Passage for review:
________________
GW brings us some info on how Sisters play in 9th ed 40k courtesy of the Warhammer-community page.
The Sisters of Battle may be among the Imperium’s most elite military wings, but how will they adapt to the new edition of Warhammer? Well, we’re here to investigate, channelling the wisdom of playtester Andrew Gonyo to get the inside scoop. Have your boltgun, flamer and melta at the ready, as it’s time for the Adepta Sororitas Faction Focus!
Who Are They?
The Adepta Sororitas are the military arm of the Ecclesiarchy. They are divided into several Holy Orders of highly trained and dedicated warriors, whose faith in the God-Emperor of Mankind is absolute. In battle, they purge the enemies of Humanity with a zealous fury and steely determination that rivals even the mighty Adeptus Astartes. So strong is their conviction in the God-Emperor’s divinity that it is not uncommon for them to perform deeds on the battlefield that are nothing short of miraculous.
How They Play in the New Edition
They may wear power armour and wield boltguns as their primary weapon, but the Sisters of Battle are a very different beast to the Space Marines on the battlefield. Here to give us some pointers on how they’ll play in the new edition is Andrew Gonyo. In addition to being a playtester and member of Team USA, he’s won tournaments more times than Saint Celestine has returned from death!
________________
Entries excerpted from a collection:
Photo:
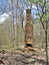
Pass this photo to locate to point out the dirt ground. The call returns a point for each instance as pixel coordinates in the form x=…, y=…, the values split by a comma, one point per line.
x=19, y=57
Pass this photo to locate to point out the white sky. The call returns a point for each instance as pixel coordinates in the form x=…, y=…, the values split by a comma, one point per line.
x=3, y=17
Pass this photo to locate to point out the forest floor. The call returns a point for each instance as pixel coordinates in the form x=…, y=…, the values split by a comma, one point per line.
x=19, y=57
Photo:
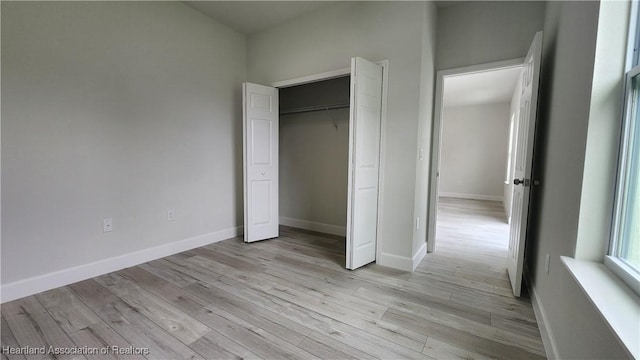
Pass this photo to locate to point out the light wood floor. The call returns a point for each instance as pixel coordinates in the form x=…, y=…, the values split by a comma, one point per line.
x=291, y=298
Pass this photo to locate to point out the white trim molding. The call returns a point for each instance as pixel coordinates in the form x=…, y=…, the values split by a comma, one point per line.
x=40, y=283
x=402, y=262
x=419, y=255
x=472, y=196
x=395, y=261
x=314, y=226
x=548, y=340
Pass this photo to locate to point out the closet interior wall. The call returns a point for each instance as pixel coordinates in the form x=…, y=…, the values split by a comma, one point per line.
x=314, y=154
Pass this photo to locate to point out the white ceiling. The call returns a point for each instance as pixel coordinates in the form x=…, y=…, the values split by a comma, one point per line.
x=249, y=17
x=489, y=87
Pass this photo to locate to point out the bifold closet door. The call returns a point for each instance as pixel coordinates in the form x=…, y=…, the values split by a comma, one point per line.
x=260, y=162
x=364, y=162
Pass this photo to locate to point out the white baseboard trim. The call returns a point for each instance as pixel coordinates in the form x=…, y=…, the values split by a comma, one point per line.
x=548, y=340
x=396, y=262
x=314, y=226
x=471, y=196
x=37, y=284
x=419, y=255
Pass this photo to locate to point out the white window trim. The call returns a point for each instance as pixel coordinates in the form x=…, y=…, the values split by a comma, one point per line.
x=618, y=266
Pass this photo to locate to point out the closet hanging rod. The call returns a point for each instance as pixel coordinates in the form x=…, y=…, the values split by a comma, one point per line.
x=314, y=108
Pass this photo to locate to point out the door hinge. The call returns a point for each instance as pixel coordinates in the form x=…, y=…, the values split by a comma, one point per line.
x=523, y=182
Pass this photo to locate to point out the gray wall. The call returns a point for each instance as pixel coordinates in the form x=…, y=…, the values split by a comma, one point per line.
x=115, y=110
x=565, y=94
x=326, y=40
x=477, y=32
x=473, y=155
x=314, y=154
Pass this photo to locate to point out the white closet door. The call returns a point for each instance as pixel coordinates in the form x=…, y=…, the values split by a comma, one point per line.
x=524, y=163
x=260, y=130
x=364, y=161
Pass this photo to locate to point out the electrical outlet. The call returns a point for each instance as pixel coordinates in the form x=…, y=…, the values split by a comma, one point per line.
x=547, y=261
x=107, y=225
________________
Things to do:
• A. Answer these questions from the Sisters of Battle article:
(i) Which three weapons does the article tell readers to have at the ready?
(ii) Of what body are the Adepta Sororitas the military arm?
(iii) Besides being a playtester, what team is Andrew Gonyo a member of?
• B. Quote the Sisters of Battle article from "The Sisters of Battle may" up to and including "Who Are They?".
These entries were taken from a separate source, not from the Sisters of Battle article.

Solution set:
• A.
(i) Boltgun, flamer and melta.
(ii) The Ecclesiarchy.
(iii) Team USA.

• B.
The Sisters of Battle may be among the Imperium’s most elite military wings, but how will they adapt to the new edition of Warhammer? Well, we’re here to investigate, channelling the wisdom of playtester Andrew Gonyo to get the inside scoop. Have your boltgun, flamer and melta at the ready, as it’s time for the Adepta Sororitas Faction Focus!
Who Are They?